Requirement 1 — In the blog archive, rewrite the paragraph beginning "For all of you out there" more briefly, keeping its main facts.
Requirement 2 — According to the blog archive, what did the writer get to pet after work yesterday?
Requirement 3 — Write what comes next in the blog archive, continuing from the point where it stops.

Category Archives: Personal

Nighttide Walk

I’ve been out wandering the colorful nighttide. (Still one of my favorite words.) The colors and sky have been worth seeing. I enjoyed seeing the little house cat in the industrial building, its paws raised up behind the dirty glass of the front window. The fox that darted across the street in front of me, headed to the creek. A couple of rabbits, one dog wandering and wanting to be petted, goats in their enclosure, a few bats, and a variety of birds that I collected on my Merlin app. The wind has been blowing the entire time, rustling the trees and foliage. I saw a couple of people who were ill-advisedly still up from last night. One of them was sitting by the creek on the large rocks along its banks, enjoying a beer. I don’t normally walk in the creek barefoot so early in the morning, but I couldn’t resist. There are a few places near my apartment where the sky opens up and are relatively uncluttered. I sometimes forget how much a juxtaposition the area is. The world is unfortunately waking up now. But I owned it for long enough this morning. 

PS I got to pet a squirrel after work yesterday.

A Symptom Of Being Human

For all of you out there who sometimes need a song blasting on the way to work… Find “A Symptom Of Being Human” by Shinedown. I’ve listened to this song multiple times with a critical ear, trying to pinpoint what exactly this song embodies that provokes an emotional reaction in me. The closest I can come Is that it invokes a nostalgic feeling without being tied to a specific time period. It’s a song about mental health and having empathy for every human soul who crosses your path. Even toxic bastards, managers, baseball fans, and registered voters.  It’s Thursday which means you’ve made the mistake of delineating your days as if one has more importance than any other. 

X

.

[Referring expression data]
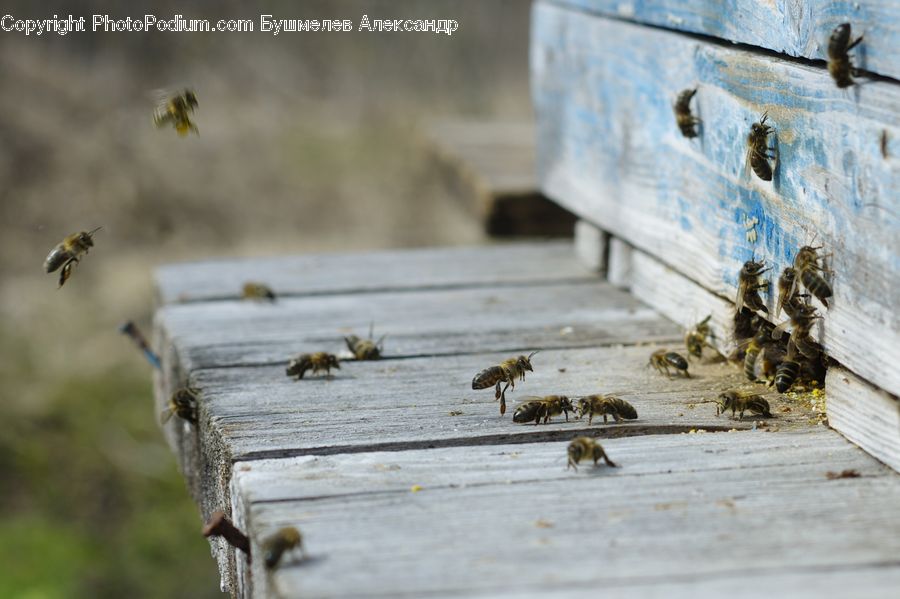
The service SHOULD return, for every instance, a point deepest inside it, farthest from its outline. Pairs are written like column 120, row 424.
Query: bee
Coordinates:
column 586, row 447
column 607, row 405
column 176, row 110
column 697, row 337
column 839, row 65
column 663, row 359
column 687, row 122
column 316, row 362
column 788, row 370
column 365, row 349
column 276, row 545
column 257, row 291
column 68, row 253
column 543, row 408
column 182, row 403
column 739, row 402
column 806, row 263
column 758, row 151
column 749, row 286
column 505, row 372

Response 1 — Anyone who needs a loud song on the way to work should find Shinedown's "A Symptom Of Being Human." After several critical listens, the writer's best explanation for its emotional effect is that it evokes nostalgia without being tied to any particular period. The song is about mental health and empathy for everyone one meets, even toxic bastards, managers, baseball fans, and registered voters. It is Thursday, which means you have made the mistake of treating some days as more important than others.

Response 2 — A squirrel.

Response 3 —
Chad

Am I the only person who has infrequent yet regular interactions with someone simply to pretend to be annoyed? A few weeks ago, a man in a blue sedan was going at least twice the speed limit down the hill toward the Scull Creek bridge.  I had more than enough time to cross the street, so I did. The man in the car stopped very quickly considering the speed he was going. He backed up a little and put his window down. I will call him Chad. I calculate there is a 1 in 74 chance that is his actual name. 

“Hey, you need to be more careful,” he hollered at me. 

“I’m not sure that caution will help me with low flying blue aircraft like the one you are piloting.”

He couldn’t help himself. The irritation disappeared from his face. “Fair enough. You should use the crosswalk.”

“And you should watch for low power lines,” I fired back at him. Both of us were smiling at this point. He waved, put his window up, and sped away. 

A couple of weeks ago, he saw me standing by the bridge. He slowed down and put down his passenger window. 

“Still running your insurance scam?”

I laughed. “Yes, because your mom says I don’t make enough at my job to support us both.”

He laughed, waved, and drove away. 

Today, I saw him coming from the other direction for once. He put down his window as he slowed. There was a car behind him.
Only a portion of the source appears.